=== Records contained in a dataset ===
/---
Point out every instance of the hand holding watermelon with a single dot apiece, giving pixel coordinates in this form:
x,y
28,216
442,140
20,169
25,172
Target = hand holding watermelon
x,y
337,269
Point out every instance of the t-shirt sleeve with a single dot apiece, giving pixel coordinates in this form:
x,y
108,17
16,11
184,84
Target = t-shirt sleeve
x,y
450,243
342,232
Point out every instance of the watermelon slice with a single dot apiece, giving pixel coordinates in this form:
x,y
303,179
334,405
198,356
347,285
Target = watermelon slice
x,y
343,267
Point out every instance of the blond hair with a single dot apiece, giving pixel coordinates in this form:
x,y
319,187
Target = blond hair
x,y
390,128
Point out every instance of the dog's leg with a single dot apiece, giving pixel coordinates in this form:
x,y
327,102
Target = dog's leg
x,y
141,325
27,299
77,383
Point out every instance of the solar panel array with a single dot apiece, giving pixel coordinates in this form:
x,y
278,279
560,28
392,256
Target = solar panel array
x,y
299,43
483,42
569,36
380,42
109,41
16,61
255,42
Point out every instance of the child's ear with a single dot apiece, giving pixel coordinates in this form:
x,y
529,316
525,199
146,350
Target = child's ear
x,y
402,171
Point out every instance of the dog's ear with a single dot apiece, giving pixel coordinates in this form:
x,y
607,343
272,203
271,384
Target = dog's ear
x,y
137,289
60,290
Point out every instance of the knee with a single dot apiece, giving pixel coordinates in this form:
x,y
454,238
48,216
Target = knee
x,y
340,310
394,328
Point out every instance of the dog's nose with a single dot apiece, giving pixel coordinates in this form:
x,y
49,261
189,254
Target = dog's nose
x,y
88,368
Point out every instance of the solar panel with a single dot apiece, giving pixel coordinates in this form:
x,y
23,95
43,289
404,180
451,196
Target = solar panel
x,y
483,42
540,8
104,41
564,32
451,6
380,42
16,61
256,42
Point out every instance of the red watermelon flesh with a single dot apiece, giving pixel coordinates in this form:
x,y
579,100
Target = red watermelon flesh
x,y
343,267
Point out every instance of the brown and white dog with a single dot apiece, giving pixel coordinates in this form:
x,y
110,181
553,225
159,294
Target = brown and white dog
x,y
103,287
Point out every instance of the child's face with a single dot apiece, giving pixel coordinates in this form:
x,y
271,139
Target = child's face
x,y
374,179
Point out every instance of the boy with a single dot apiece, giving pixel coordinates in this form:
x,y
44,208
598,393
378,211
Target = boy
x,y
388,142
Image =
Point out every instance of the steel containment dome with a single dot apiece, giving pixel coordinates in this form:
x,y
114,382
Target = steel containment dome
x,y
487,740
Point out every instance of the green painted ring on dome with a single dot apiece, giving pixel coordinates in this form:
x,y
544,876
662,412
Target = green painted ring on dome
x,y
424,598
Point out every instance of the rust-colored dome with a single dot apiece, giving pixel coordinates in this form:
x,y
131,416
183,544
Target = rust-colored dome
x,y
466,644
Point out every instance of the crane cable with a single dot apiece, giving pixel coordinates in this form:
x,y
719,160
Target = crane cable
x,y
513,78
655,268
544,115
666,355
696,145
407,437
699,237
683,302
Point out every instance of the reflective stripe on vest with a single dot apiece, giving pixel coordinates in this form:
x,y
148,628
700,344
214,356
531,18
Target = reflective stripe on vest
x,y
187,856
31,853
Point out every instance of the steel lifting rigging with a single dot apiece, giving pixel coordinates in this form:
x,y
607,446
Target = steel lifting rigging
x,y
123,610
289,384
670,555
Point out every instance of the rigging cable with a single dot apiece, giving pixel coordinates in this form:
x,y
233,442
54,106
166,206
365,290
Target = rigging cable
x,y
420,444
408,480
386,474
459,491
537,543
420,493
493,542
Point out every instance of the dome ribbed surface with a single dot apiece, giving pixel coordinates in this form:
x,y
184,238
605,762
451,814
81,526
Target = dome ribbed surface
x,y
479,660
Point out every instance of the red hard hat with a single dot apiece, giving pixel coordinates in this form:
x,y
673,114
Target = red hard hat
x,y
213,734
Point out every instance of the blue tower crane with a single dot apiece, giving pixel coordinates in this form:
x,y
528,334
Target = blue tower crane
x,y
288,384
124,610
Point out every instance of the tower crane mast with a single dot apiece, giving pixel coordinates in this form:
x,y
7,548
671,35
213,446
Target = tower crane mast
\---
=== EXERCISE DIRECTIONS ===
Look through the entries above. Copy each line in which the string "mast" occurs.

=== RESULT ===
Point out every instance of the tower crane mast with a single dot apiece, giving pixel coordinates in this form:
Target = tower crane mast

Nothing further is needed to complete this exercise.